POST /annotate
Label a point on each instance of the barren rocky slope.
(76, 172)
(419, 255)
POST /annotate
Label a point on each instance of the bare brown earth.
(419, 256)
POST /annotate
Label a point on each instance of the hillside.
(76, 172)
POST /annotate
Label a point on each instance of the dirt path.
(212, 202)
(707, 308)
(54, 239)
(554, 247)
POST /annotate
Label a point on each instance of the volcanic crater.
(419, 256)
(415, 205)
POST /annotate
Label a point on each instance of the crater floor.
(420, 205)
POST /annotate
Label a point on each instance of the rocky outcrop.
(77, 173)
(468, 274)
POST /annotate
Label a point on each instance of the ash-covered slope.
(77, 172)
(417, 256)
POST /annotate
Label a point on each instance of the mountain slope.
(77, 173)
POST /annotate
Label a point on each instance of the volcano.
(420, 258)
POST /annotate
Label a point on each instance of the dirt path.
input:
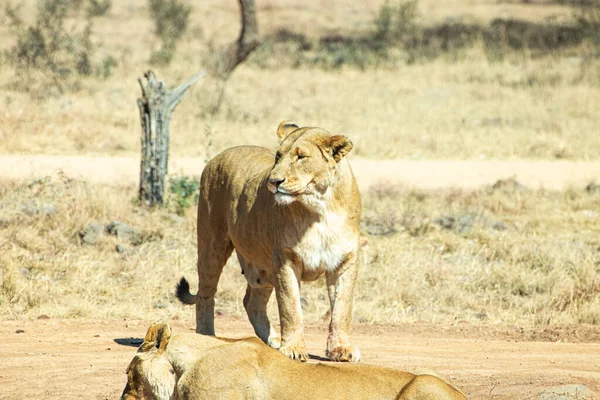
(73, 359)
(421, 174)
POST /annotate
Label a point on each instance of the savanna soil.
(71, 359)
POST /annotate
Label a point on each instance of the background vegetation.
(403, 79)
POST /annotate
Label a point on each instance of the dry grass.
(458, 106)
(505, 255)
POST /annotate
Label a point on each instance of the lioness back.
(236, 168)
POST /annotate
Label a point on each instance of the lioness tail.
(183, 292)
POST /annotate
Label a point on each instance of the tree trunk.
(156, 107)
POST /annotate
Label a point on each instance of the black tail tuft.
(183, 292)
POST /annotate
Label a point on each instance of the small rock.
(566, 392)
(590, 213)
(123, 249)
(593, 188)
(175, 219)
(508, 185)
(461, 224)
(91, 233)
(500, 226)
(481, 316)
(125, 232)
(34, 209)
(445, 221)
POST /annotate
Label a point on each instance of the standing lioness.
(291, 217)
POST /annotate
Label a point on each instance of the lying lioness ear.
(340, 146)
(285, 127)
(158, 335)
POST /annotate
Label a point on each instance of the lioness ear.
(285, 127)
(340, 146)
(159, 335)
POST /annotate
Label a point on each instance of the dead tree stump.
(156, 107)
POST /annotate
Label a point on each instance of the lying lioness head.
(189, 366)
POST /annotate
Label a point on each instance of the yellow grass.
(464, 106)
(512, 256)
(542, 268)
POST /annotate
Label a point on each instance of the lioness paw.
(274, 342)
(298, 353)
(344, 353)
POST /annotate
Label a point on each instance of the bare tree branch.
(239, 50)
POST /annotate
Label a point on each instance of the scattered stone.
(566, 392)
(590, 213)
(125, 232)
(91, 233)
(34, 209)
(378, 228)
(508, 185)
(159, 305)
(593, 188)
(25, 272)
(481, 316)
(500, 226)
(124, 250)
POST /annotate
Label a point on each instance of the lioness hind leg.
(255, 303)
(428, 387)
(212, 256)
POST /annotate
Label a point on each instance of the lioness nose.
(276, 181)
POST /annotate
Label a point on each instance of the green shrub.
(55, 51)
(184, 192)
(171, 20)
(396, 20)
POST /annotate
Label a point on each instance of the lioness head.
(150, 375)
(305, 163)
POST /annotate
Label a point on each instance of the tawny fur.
(213, 368)
(291, 216)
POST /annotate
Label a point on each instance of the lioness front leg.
(340, 287)
(287, 291)
(255, 303)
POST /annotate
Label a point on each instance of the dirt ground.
(64, 359)
(73, 359)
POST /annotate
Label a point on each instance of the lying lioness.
(190, 366)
**********
*Task prompt:* Give every line of the data above again as it stands; the pictures stay out.

*Solution for this problem:*
POST /annotate
Label a point on each instance of the barren rocky slope.
(76, 172)
(419, 255)
POST /annotate
Label a point on each instance of the bare brown earth.
(419, 256)
POST /annotate
Label a point on each instance of the hillside.
(76, 172)
POST /annotate
Label a point on each instance of the dirt path.
(212, 202)
(707, 308)
(54, 239)
(554, 247)
POST /annotate
Label a point on each instance of the volcanic crater.
(419, 256)
(415, 205)
POST /annotate
Label a point on each instance of the crater floor.
(420, 205)
POST /annotate
Label a point on each instance of the rocky outcrop.
(77, 173)
(468, 274)
POST /annotate
Label a point on each instance of the ash-covered slope.
(77, 172)
(417, 256)
POST /annotate
Label a point on each instance of the mountain slope.
(77, 173)
POST /annotate
Label a point on each instance of the volcano.
(420, 258)
POST /annotate
Label a point on each instance of the dirt path.
input:
(73, 359)
(421, 174)
POST /annotate
Label a point on each instance of the savanna soil.
(71, 359)
POST /annotate
Label a point on each instance of the background vegetation.
(403, 79)
POST /annotate
Label a point on each instance of the dry grass.
(458, 106)
(505, 255)
POST /annotate
Label a point on each instance of the lioness back.
(236, 168)
POST /annotate
Label a point on each instance of the lioness tail.
(183, 292)
POST /annotate
Label a point on each instance of the tree trunk.
(156, 107)
POST /annotate
Label a point on each instance of the black tail tuft.
(183, 292)
POST /annotate
Label a point on each instance of the small rock.
(566, 392)
(590, 213)
(123, 249)
(593, 188)
(175, 219)
(508, 185)
(461, 224)
(91, 233)
(500, 226)
(481, 316)
(125, 232)
(34, 209)
(445, 221)
POST /annotate
Label a point on each instance of the standing lioness.
(291, 217)
POST /annotate
Label a point on each instance of the lying lioness ear.
(340, 146)
(285, 127)
(158, 335)
POST /annotate
Label a point on each instance of the lioness ear.
(285, 127)
(340, 146)
(159, 335)
POST /annotate
Label a point on each instance of the dead tree stump.
(156, 107)
POST /annotate
Label a point on each instance of the lying lioness head.
(189, 366)
POST /annotate
Label a point on each instance of the yellow grass.
(464, 106)
(512, 256)
(542, 268)
POST /annotate
Label a point on each instance of the lioness paw.
(274, 342)
(298, 353)
(344, 353)
POST /annotate
Label a point on each instance of the bare tree branch.
(239, 50)
POST /annotate
Label a point on each instance of the scattered stone.
(566, 392)
(590, 213)
(125, 232)
(91, 233)
(34, 209)
(378, 228)
(508, 185)
(159, 305)
(593, 188)
(25, 272)
(481, 316)
(500, 226)
(124, 250)
POST /annotate
Label a point on each instance of the lioness hind leg.
(255, 303)
(428, 387)
(212, 256)
POST /annotate
Label a point on each instance of the lioness nose.
(276, 181)
POST /annotate
Label a point on each instance of the green shrub.
(55, 51)
(184, 192)
(171, 20)
(396, 20)
POST /annotate
Label a point on each instance of the lioness head.
(150, 375)
(305, 163)
POST /annotate
Label a point on each instance of the tawny fur.
(213, 368)
(291, 216)
POST /annotate
Label a point on each instance of the lioness front leg.
(340, 287)
(287, 291)
(255, 303)
POST /annotate
Label a point on each instance of the dirt ground.
(64, 359)
(73, 359)
POST /annotate
Label a point on each instance of the lying lioness.
(190, 366)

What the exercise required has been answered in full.